EXCERPTED PASSAGE
┄┄┄┄┄┄
Canister shot consists of a closed metal cylinder typically loosely filled with round lead or iron balls packed with sawdust to add more solidity and cohesion to the mass and to prevent the balls from crowding each other when the round was fired. The canister itself was usually made of tin, often dipped in a lacquer of beeswax diluted with turpentine to prevent corrosion of the metal. Iron was substituted for tin for larger-caliber guns. The ends of the canister were closed with wooden or metal disks.

A cloth cartridge bag containing the round's gunpowder used to fire the canister from the gun barrel could be attached to the back of the metal canister for smaller caliber cannon. A sabot of wood, metal, or similar material was sometimes used to help the round during firing from the cannon.

Various types of canister were devised for specific models of artillery field pieces. In 1753, the "secret howitzer", a special gun with an oval bore—intended to spread shot even wider—was briefly introduced into Russian service, but ultimately proved unsuccessful. The Royal Artillery Museum at Woolwich, London, holds examples of two early 18th century experimental French wide bore cannon—flattened tubes intended to scatter canister wide but in one horizontal plane.
┄┄┄┄┄┄
Dataset entries:
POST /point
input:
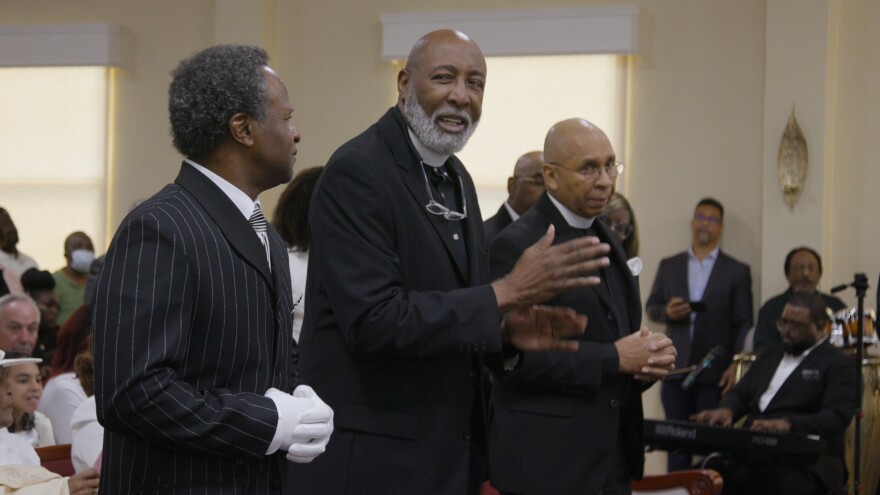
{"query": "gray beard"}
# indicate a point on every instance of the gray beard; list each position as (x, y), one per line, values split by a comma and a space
(431, 136)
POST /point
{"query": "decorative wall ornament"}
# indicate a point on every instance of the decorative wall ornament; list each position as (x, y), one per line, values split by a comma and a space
(792, 163)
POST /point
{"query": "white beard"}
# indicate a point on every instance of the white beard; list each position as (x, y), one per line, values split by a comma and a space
(430, 134)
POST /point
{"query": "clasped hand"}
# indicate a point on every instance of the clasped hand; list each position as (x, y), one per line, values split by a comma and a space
(646, 355)
(306, 423)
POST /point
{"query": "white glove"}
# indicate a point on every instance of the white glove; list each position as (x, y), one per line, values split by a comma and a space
(310, 437)
(290, 410)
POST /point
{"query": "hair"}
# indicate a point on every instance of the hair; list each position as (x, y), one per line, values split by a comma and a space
(812, 302)
(711, 202)
(795, 251)
(210, 87)
(73, 339)
(11, 298)
(28, 419)
(84, 368)
(292, 212)
(631, 243)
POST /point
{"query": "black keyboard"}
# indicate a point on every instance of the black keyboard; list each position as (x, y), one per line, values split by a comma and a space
(702, 439)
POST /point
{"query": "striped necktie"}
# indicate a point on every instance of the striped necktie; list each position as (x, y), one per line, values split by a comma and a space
(258, 222)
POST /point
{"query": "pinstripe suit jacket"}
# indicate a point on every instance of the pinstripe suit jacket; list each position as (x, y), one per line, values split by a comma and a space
(191, 328)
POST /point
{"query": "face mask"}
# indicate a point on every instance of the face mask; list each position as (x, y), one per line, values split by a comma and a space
(81, 260)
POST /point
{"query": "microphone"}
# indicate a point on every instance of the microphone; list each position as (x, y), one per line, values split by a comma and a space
(838, 288)
(705, 364)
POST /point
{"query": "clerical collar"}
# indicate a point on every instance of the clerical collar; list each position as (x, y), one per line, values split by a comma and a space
(510, 211)
(429, 157)
(571, 218)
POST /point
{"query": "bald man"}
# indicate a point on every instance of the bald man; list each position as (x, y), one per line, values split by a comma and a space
(400, 308)
(523, 189)
(572, 423)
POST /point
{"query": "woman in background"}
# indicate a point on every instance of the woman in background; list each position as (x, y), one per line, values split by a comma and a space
(25, 385)
(291, 222)
(620, 219)
(63, 392)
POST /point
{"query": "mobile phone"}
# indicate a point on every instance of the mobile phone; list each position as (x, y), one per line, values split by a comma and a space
(697, 306)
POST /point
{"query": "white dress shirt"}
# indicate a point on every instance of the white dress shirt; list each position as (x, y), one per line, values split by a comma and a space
(786, 367)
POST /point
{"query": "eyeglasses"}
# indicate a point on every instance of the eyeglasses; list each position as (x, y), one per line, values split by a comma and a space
(436, 208)
(537, 180)
(592, 172)
(704, 218)
(798, 326)
(622, 229)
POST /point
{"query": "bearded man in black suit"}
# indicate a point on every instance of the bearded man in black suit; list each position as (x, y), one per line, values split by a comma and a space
(193, 312)
(804, 386)
(400, 305)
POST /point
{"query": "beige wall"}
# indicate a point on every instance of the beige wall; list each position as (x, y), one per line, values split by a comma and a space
(710, 92)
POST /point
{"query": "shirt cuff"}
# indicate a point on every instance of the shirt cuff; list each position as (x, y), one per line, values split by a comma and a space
(610, 360)
(275, 444)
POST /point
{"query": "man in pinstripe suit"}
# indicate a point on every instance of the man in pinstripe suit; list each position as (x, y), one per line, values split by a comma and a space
(193, 312)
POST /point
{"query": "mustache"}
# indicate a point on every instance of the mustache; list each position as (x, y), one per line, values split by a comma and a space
(454, 112)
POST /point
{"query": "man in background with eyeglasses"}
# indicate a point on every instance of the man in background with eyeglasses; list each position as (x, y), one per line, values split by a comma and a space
(704, 297)
(803, 269)
(401, 308)
(572, 423)
(523, 188)
(803, 386)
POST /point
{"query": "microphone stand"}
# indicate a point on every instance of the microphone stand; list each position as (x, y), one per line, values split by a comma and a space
(860, 284)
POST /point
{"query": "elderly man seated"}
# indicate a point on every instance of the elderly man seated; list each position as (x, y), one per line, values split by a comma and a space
(804, 386)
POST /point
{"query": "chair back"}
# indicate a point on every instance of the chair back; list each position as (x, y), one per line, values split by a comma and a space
(689, 482)
(56, 458)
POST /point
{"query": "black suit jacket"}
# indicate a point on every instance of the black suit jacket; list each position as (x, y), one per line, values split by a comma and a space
(818, 398)
(728, 315)
(190, 330)
(393, 324)
(558, 417)
(494, 225)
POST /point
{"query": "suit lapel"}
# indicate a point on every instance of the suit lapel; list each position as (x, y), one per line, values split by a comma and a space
(237, 231)
(719, 271)
(565, 232)
(795, 379)
(393, 129)
(630, 291)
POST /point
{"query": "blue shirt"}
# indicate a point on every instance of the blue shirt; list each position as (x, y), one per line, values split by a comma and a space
(698, 277)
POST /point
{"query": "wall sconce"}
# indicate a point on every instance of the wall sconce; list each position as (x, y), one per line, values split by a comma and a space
(792, 163)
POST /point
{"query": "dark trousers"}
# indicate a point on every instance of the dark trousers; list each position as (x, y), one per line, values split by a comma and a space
(680, 405)
(771, 477)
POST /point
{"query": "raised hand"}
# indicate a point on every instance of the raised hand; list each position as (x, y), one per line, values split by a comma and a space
(543, 328)
(545, 270)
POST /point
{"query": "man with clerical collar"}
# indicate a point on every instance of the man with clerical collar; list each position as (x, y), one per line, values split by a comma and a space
(524, 188)
(704, 296)
(804, 386)
(575, 420)
(401, 308)
(803, 269)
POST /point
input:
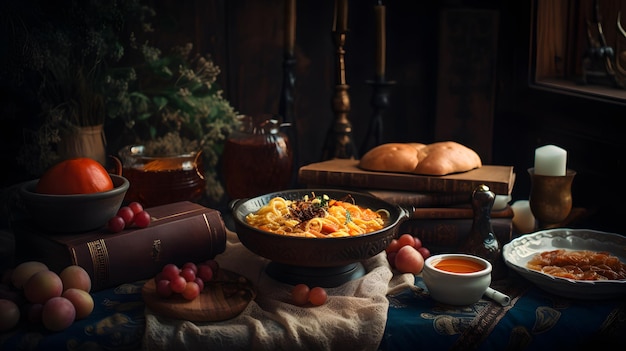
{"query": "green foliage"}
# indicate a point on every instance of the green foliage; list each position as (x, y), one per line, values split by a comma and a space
(87, 62)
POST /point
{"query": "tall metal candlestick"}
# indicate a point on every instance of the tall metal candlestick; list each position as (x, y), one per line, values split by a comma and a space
(339, 142)
(286, 105)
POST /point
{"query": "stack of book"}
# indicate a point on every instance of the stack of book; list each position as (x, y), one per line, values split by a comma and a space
(440, 212)
(179, 232)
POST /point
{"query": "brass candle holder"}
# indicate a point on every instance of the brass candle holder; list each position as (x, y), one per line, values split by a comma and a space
(550, 197)
(339, 142)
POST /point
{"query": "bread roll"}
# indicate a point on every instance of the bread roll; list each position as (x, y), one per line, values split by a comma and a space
(439, 158)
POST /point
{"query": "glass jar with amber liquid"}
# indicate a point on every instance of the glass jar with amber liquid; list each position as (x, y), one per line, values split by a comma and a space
(161, 179)
(257, 158)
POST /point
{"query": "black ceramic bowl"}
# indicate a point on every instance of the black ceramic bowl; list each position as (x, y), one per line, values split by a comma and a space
(315, 252)
(73, 213)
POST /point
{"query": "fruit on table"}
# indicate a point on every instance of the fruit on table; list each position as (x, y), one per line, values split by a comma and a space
(75, 276)
(58, 313)
(81, 175)
(407, 254)
(301, 294)
(43, 286)
(187, 281)
(82, 301)
(127, 216)
(42, 298)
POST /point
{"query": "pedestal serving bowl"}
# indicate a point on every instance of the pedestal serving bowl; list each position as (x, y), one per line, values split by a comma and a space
(299, 256)
(73, 213)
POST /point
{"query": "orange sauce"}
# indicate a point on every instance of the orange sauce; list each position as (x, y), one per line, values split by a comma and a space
(459, 265)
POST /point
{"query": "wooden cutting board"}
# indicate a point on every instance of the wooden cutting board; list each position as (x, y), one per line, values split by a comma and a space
(346, 173)
(224, 297)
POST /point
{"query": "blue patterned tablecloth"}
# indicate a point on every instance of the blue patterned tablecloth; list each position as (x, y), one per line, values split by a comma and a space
(116, 323)
(535, 320)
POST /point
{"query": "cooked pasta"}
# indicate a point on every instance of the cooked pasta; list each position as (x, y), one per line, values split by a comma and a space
(316, 217)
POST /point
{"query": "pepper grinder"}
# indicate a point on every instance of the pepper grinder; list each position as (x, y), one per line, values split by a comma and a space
(482, 240)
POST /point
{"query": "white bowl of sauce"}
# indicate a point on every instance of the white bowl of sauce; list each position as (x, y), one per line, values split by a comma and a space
(456, 279)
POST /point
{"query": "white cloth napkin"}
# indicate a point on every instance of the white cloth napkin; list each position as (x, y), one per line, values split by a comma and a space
(353, 318)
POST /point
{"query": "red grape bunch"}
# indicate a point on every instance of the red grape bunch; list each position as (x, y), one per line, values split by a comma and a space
(407, 254)
(127, 216)
(187, 280)
(301, 294)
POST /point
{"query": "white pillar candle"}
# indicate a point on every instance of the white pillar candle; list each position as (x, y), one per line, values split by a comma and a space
(523, 219)
(550, 160)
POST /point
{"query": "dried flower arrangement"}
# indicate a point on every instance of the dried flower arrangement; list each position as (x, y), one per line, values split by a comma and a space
(82, 64)
(171, 105)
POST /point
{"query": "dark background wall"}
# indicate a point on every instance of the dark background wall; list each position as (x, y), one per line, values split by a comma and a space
(246, 37)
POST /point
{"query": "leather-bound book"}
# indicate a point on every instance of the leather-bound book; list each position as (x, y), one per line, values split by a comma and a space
(179, 232)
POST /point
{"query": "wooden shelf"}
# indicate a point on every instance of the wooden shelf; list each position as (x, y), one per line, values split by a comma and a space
(590, 91)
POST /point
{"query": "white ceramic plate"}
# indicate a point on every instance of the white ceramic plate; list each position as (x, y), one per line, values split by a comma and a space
(519, 251)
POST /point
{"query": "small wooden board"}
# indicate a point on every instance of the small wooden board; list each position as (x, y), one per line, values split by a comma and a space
(224, 297)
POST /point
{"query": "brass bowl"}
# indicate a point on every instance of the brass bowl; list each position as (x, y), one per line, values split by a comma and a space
(73, 213)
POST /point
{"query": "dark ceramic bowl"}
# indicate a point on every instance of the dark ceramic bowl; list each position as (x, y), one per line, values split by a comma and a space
(315, 252)
(73, 213)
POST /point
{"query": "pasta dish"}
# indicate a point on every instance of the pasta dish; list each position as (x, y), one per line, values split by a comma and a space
(317, 217)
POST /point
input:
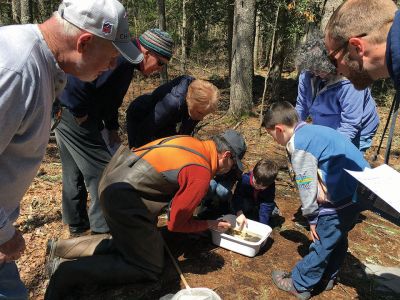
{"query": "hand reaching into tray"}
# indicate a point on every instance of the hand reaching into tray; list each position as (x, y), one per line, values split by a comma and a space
(219, 225)
(241, 220)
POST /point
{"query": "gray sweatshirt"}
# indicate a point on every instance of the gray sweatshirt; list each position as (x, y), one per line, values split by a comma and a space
(30, 78)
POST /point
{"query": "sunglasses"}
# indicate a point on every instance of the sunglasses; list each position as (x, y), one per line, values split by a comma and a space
(160, 63)
(331, 56)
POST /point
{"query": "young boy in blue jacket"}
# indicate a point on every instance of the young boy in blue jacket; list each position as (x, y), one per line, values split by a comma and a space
(254, 195)
(319, 156)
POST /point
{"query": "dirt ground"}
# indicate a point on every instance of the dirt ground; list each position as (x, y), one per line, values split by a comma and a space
(231, 275)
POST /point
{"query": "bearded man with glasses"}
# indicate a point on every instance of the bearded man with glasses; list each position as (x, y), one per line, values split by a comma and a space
(362, 41)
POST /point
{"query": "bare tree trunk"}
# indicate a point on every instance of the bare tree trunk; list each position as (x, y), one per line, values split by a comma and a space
(282, 43)
(183, 37)
(271, 55)
(328, 8)
(5, 13)
(45, 10)
(26, 12)
(257, 43)
(241, 92)
(16, 11)
(231, 8)
(162, 23)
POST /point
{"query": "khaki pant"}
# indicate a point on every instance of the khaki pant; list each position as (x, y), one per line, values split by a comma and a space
(134, 253)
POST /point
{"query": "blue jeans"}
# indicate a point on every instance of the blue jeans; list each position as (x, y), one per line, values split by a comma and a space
(261, 212)
(327, 254)
(11, 286)
(363, 143)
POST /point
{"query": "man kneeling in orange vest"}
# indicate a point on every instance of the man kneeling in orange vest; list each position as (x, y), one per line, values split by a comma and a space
(136, 185)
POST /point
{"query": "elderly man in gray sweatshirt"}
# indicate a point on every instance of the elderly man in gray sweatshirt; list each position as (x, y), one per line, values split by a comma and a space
(83, 38)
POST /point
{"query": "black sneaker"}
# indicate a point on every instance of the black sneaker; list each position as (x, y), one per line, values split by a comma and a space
(77, 229)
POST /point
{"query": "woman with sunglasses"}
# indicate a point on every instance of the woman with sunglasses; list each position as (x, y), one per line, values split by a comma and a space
(330, 99)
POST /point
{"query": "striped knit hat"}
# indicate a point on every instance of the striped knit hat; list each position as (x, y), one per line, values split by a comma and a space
(157, 41)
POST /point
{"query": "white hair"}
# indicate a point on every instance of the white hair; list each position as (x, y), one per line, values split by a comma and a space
(69, 29)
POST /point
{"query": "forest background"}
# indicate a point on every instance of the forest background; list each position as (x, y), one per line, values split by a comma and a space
(247, 49)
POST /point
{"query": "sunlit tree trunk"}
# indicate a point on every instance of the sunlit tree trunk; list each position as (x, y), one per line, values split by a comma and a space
(5, 13)
(230, 10)
(44, 9)
(257, 44)
(26, 12)
(16, 11)
(183, 37)
(162, 23)
(328, 8)
(241, 93)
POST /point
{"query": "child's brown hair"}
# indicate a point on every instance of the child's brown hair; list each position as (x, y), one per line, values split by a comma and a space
(265, 172)
(281, 113)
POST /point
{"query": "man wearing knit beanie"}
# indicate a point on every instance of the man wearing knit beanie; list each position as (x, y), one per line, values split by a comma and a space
(156, 45)
(87, 132)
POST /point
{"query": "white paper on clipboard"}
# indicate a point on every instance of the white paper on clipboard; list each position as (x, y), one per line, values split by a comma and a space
(383, 181)
(105, 135)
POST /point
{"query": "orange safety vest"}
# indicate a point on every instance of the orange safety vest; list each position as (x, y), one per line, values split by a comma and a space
(153, 169)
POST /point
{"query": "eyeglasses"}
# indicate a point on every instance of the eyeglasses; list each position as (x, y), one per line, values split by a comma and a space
(331, 56)
(160, 63)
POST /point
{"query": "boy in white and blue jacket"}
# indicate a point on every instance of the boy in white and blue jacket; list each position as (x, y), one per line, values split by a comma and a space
(254, 196)
(319, 156)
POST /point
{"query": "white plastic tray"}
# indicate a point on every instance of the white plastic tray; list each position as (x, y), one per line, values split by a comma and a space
(238, 245)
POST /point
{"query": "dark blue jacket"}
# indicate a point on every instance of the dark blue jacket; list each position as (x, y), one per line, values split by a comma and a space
(162, 113)
(244, 189)
(335, 103)
(393, 51)
(101, 98)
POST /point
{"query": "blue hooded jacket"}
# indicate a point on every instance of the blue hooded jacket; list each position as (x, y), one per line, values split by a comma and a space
(337, 104)
(162, 113)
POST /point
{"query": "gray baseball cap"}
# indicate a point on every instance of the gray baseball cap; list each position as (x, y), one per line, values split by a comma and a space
(104, 18)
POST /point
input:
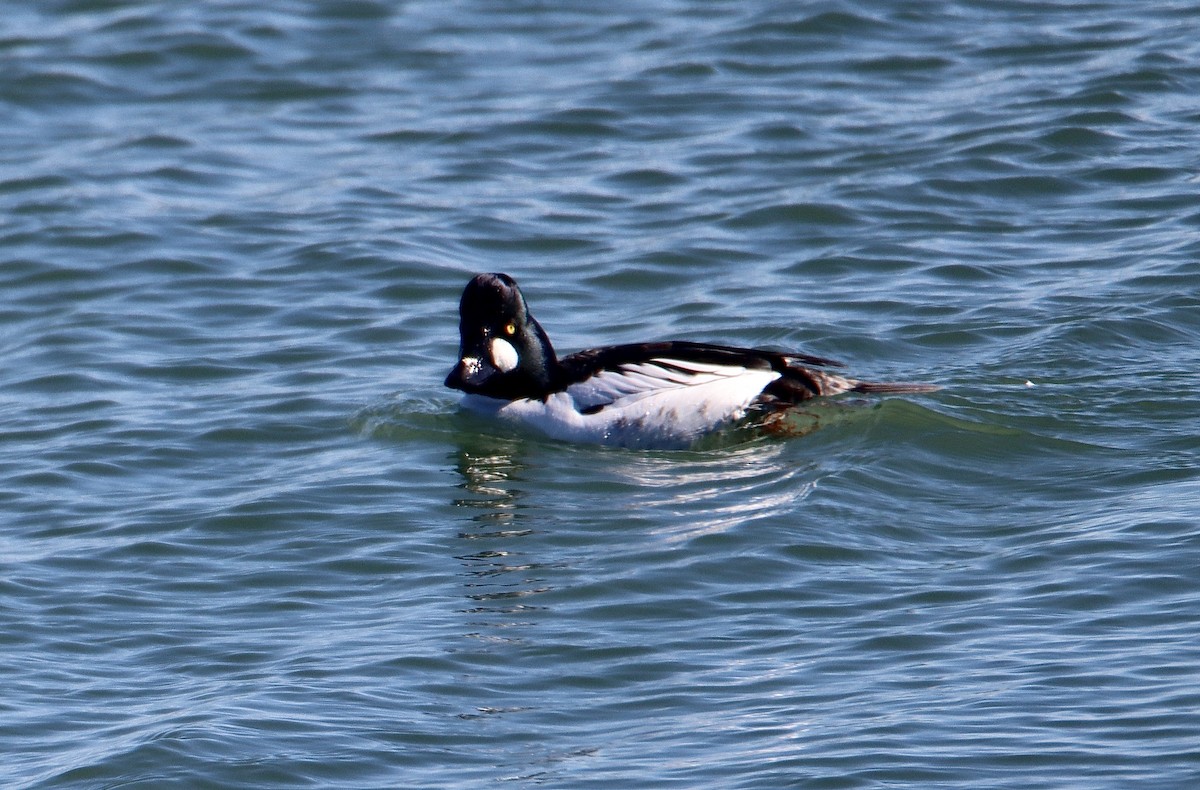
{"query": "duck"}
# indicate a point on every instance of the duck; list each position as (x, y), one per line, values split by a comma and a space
(663, 394)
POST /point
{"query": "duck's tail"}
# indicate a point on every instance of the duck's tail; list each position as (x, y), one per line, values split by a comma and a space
(892, 388)
(799, 383)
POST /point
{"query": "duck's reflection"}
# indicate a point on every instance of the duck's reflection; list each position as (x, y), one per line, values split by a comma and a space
(499, 575)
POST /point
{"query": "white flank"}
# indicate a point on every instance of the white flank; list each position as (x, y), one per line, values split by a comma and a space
(640, 405)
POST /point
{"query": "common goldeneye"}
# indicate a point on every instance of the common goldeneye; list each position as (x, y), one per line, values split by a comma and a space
(660, 394)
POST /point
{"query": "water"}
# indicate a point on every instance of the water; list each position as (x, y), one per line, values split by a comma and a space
(249, 540)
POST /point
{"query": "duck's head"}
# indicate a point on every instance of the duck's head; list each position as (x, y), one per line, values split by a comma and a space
(503, 352)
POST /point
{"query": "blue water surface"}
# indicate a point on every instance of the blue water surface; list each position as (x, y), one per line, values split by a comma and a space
(249, 539)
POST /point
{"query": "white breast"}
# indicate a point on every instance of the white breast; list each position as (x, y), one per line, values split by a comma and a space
(663, 402)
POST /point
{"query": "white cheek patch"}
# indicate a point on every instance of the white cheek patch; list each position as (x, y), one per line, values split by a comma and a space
(472, 370)
(504, 355)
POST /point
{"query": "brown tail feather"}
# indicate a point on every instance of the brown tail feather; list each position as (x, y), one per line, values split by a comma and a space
(893, 388)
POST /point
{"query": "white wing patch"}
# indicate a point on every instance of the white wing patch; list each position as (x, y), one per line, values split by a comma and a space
(661, 402)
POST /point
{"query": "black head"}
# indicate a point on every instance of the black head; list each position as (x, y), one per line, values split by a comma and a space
(502, 351)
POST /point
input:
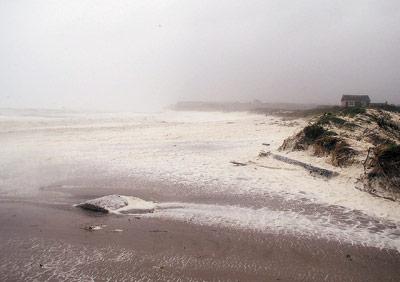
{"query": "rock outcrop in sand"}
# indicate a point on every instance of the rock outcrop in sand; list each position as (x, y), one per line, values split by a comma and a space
┄┄┄┄┄┄
EXERCISES
1. According to the canister shot passage, what material was the canister itself usually made of?
2. Continue the canister shot passage from the point where it stops.

ANSWERS FOR THE TASKS
1. Tin.

2.
The United States Army developed a canister round, the M1028, for the M1 Abrams' 120 mm smoothbore gun in time for the 2003 invasion of Iraq. The effect is to turn a large-caliber gun on an armored fighting vehicle into a giant shotgun. This can be used against enemy infantry even when in proximity to friendly armoured vehicles, as the projectiles do not penetrate armour. In addition it can be used to create entry points to buildings, reduce wire obstacles and clear heavy vegetation, as well as strike low flying aircraft and helicopters.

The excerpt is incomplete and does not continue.